• [Problem to solve] Turn the lines from the one with "Scan for shrub in the frame." through the one with "[[322, 135, 360, 300]]", both ends included, into a numbered list, and drop any blank lines.

_ _ _ _ _

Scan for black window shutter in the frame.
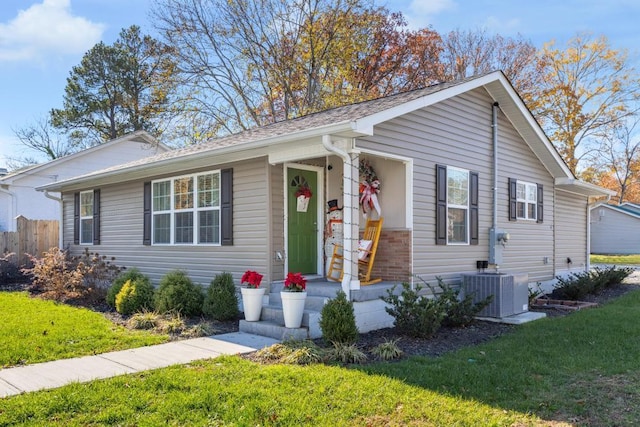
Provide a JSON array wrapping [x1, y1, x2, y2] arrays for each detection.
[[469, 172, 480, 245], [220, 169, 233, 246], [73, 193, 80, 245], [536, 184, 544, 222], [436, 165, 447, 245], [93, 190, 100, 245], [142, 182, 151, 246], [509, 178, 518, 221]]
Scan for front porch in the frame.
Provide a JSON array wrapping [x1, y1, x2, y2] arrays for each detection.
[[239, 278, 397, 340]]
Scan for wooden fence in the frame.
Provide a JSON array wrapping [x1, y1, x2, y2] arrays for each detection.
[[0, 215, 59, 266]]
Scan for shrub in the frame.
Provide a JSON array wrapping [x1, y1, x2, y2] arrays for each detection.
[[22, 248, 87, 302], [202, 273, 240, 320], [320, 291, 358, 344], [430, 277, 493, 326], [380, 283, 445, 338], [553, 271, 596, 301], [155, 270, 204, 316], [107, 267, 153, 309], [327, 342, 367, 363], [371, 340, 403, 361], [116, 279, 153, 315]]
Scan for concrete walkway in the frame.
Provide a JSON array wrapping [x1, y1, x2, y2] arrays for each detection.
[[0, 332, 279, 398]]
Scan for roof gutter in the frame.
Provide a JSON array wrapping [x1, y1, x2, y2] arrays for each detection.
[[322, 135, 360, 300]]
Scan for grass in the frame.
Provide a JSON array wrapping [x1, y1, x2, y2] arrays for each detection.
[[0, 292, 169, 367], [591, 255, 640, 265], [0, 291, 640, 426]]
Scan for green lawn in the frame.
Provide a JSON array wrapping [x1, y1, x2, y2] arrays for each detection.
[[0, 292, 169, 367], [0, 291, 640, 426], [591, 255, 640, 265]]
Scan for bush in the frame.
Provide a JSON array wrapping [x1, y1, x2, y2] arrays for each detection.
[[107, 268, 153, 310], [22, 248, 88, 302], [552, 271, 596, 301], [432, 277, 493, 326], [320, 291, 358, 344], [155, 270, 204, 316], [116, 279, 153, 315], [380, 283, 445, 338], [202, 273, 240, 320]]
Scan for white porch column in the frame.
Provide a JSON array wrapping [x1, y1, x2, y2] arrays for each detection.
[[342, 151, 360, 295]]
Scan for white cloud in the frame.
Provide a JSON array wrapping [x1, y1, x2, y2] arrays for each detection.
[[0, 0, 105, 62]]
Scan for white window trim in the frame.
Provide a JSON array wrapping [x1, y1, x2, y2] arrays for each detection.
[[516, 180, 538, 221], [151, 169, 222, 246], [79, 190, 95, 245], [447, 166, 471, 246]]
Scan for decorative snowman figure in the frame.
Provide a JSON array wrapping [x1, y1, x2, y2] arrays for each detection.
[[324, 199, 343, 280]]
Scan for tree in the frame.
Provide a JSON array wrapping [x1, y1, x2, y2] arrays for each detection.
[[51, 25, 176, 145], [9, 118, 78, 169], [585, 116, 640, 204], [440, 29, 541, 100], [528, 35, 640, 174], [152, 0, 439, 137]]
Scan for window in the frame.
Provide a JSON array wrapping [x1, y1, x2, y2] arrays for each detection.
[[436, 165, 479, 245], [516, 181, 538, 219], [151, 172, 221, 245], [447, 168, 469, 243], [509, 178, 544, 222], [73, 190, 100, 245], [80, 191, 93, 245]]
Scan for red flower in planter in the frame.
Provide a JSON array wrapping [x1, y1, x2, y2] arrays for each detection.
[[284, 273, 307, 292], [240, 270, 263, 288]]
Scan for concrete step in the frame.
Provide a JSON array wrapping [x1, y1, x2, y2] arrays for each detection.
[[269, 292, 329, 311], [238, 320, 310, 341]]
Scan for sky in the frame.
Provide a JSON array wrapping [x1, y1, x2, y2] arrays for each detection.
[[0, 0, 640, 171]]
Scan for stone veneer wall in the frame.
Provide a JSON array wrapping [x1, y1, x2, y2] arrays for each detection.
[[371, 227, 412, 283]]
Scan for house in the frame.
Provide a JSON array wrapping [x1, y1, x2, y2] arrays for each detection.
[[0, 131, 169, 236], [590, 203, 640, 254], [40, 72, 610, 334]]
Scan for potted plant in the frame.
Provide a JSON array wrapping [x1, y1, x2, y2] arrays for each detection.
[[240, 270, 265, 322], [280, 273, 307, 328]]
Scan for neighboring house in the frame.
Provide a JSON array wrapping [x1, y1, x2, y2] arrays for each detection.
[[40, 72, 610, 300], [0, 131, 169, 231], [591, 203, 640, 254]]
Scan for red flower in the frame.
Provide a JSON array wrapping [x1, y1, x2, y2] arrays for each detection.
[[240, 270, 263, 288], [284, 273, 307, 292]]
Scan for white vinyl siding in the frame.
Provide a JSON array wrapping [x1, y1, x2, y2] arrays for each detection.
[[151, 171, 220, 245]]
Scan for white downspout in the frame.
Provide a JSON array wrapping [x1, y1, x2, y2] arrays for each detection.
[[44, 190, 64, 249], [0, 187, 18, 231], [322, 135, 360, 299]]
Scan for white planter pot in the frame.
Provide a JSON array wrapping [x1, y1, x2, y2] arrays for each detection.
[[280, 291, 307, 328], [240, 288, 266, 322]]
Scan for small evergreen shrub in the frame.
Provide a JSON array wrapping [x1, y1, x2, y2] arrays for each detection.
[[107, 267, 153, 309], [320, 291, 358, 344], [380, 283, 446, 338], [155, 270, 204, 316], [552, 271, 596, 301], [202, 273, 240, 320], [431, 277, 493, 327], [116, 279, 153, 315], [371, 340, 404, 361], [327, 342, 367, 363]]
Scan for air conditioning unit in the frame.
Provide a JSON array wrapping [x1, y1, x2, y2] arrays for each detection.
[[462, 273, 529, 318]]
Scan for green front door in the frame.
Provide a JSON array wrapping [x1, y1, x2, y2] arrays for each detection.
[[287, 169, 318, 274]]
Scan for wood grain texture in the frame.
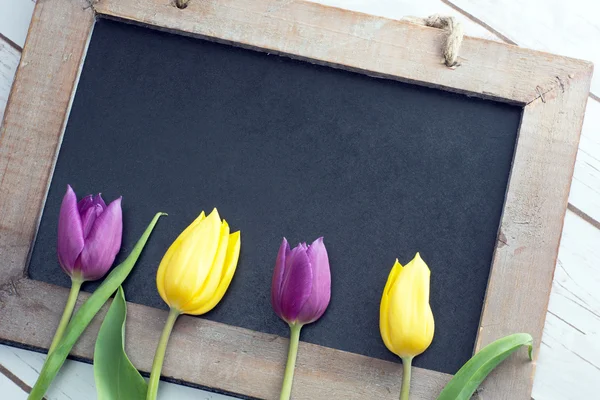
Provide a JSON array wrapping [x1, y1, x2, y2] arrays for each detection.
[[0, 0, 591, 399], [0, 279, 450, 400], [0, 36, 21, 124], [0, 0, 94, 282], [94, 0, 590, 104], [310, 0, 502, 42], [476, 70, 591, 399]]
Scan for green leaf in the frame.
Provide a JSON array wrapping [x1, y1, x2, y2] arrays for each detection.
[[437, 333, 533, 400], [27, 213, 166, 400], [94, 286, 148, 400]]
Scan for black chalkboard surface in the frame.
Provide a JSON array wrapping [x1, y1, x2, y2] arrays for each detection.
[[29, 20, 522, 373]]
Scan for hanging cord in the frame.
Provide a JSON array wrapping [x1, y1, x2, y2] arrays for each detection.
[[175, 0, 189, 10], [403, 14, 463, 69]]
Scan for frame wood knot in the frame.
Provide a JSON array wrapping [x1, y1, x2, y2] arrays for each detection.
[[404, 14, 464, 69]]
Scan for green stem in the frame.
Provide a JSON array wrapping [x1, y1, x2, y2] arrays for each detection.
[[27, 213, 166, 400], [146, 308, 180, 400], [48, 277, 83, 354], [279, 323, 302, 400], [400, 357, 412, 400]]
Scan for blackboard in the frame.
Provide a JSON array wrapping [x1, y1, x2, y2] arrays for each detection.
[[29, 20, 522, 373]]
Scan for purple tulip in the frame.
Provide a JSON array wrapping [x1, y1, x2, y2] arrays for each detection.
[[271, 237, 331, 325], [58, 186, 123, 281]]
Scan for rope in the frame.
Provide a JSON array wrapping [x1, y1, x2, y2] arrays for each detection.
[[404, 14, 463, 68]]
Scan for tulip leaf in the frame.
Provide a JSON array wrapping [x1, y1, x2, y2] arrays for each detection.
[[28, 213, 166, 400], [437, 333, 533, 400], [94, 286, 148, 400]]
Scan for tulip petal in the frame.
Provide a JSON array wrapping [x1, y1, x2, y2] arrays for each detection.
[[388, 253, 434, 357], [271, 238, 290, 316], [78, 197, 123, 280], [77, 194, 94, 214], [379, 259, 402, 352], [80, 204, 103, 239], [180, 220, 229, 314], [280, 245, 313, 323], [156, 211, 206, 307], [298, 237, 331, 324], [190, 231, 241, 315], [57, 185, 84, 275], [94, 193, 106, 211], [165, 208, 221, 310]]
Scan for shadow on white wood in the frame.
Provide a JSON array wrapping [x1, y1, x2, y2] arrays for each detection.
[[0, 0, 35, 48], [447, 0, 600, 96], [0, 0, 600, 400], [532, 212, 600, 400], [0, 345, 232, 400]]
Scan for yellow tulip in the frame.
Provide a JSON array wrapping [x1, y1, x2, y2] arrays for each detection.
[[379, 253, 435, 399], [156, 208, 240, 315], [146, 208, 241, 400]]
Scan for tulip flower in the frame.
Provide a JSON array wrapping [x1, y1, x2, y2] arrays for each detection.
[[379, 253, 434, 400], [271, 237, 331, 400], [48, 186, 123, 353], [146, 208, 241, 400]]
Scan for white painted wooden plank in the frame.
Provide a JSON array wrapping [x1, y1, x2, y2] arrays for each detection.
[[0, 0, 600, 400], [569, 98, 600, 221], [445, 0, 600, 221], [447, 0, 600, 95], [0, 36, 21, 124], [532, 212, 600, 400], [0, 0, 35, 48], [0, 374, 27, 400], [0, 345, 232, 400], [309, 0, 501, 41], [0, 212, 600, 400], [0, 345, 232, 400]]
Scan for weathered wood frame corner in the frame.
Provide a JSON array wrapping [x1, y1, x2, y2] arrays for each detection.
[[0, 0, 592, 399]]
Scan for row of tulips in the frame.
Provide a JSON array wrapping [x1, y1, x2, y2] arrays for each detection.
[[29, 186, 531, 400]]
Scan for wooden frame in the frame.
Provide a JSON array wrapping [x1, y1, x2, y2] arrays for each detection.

_ _ _ _ _

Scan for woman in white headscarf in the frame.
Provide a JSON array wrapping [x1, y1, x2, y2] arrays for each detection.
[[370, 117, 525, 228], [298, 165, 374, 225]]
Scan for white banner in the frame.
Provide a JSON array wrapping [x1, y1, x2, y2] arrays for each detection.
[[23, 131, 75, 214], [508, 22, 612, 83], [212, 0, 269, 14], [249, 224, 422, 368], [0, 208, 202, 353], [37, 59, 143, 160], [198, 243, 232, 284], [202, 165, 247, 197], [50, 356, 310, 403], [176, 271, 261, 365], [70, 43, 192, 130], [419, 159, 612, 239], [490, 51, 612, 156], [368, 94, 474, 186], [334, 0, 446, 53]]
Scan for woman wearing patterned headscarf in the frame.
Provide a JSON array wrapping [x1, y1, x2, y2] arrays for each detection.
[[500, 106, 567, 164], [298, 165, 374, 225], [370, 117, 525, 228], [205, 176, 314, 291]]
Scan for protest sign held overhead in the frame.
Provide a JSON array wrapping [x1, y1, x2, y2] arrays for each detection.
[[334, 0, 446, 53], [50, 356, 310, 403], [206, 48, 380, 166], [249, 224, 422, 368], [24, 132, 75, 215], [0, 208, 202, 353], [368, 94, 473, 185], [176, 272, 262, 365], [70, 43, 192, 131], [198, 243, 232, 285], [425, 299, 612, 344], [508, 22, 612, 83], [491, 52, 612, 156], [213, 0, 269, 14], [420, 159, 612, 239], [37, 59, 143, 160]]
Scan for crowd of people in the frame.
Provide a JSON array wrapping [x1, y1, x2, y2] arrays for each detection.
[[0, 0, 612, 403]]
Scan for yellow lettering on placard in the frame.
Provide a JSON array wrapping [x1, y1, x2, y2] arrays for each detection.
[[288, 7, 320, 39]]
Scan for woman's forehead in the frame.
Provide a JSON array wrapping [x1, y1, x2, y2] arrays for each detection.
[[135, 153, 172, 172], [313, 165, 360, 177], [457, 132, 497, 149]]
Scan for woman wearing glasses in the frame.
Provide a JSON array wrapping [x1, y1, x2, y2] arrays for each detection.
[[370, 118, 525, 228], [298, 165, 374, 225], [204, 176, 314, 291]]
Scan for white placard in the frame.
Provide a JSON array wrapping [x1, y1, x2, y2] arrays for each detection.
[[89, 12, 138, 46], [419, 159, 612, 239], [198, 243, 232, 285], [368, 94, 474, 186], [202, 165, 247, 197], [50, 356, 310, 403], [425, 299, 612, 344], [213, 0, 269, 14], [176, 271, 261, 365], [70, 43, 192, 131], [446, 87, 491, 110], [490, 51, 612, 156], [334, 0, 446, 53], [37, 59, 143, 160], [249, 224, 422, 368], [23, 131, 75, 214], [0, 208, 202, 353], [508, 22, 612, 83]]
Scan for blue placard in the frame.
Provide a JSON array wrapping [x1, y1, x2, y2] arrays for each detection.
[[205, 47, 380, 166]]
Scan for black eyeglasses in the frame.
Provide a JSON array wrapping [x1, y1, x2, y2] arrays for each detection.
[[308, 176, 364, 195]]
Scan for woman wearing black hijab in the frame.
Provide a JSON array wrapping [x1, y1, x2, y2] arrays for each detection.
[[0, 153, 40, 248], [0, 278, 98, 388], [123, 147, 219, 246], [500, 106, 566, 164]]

_ _ _ _ _

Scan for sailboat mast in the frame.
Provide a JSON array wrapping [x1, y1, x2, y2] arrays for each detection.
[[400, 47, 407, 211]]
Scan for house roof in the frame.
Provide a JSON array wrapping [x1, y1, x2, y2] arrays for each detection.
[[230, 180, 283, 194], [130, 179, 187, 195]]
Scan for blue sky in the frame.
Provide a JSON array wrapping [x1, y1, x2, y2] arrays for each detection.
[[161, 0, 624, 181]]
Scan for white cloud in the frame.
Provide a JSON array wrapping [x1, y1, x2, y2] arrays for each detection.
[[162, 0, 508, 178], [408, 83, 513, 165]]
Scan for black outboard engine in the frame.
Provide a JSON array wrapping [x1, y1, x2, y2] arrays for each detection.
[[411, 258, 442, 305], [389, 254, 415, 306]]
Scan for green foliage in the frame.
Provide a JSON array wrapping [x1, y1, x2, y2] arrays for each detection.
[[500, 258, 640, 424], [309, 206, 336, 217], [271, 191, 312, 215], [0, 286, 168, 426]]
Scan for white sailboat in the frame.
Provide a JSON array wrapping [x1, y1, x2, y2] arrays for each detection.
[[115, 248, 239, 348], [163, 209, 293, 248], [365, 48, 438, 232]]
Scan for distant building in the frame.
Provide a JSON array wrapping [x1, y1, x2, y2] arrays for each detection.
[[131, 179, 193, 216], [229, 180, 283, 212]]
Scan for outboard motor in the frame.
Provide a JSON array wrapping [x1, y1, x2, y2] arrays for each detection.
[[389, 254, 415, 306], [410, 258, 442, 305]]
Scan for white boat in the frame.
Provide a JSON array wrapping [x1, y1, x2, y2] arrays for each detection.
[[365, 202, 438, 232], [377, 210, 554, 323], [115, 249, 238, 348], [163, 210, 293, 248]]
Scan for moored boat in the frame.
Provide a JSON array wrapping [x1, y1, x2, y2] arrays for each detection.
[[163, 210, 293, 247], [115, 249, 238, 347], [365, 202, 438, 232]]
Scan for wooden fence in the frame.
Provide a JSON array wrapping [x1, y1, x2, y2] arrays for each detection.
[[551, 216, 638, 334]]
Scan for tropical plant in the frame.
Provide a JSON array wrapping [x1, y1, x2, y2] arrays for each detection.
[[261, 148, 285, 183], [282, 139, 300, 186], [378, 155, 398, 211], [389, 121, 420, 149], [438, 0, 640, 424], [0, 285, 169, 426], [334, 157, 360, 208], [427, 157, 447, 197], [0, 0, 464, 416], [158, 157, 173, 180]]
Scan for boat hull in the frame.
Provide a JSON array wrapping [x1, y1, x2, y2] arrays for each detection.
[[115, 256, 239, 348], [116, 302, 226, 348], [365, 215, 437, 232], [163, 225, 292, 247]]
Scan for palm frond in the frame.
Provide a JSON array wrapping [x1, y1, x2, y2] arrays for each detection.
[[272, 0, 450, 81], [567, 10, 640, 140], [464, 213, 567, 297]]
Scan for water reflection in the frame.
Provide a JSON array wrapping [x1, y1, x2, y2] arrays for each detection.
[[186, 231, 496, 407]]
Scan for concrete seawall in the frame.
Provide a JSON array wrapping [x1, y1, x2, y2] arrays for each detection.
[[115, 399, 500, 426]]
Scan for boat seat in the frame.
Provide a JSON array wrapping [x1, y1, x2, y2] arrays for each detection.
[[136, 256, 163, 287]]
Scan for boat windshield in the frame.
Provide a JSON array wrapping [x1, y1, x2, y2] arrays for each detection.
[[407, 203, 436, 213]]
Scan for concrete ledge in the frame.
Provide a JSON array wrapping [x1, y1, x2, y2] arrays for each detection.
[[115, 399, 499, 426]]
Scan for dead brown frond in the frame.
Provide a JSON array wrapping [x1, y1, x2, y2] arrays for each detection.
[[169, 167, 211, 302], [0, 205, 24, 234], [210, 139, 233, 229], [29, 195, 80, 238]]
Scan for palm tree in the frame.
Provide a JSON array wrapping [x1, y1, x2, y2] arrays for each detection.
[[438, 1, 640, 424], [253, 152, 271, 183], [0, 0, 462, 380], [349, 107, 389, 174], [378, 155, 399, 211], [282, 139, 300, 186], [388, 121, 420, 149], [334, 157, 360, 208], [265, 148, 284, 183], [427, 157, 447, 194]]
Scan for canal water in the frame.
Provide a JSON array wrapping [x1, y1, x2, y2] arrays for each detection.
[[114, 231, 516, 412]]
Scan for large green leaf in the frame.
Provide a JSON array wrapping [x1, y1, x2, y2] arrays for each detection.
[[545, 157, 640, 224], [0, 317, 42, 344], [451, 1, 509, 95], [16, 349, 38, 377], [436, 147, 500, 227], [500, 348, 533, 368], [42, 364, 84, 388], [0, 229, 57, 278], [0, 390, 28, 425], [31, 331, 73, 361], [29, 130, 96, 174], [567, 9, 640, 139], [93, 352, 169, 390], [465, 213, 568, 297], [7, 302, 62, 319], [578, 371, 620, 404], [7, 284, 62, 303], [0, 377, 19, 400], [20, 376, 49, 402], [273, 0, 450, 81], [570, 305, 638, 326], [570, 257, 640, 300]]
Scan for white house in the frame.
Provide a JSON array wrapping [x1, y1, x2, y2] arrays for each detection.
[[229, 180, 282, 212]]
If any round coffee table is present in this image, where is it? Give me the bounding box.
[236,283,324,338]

_ _ _ _ _

• [Response to this task]
1. Scan for shrub in the frame.
2. Provide a JSON array wrapping [x1, y1, x2, y2] arrays for each detection.
3. [[22, 248, 87, 302], [202, 273, 240, 320], [320, 291, 358, 344], [430, 277, 493, 326], [380, 283, 445, 338], [553, 271, 596, 301], [155, 270, 204, 316], [107, 267, 153, 309], [327, 342, 367, 363], [371, 340, 403, 361], [116, 279, 153, 315]]
4. Scan for concrete walkway in the frame.
5. Provide a JSON array wrapping [x1, y1, x2, y2] arrays for each detection.
6. [[0, 332, 279, 398]]
7. Scan for roof gutter in the frame.
8. Provide a JSON array wrapping [x1, y1, x2, y2] arrays for each detection.
9. [[322, 135, 360, 300]]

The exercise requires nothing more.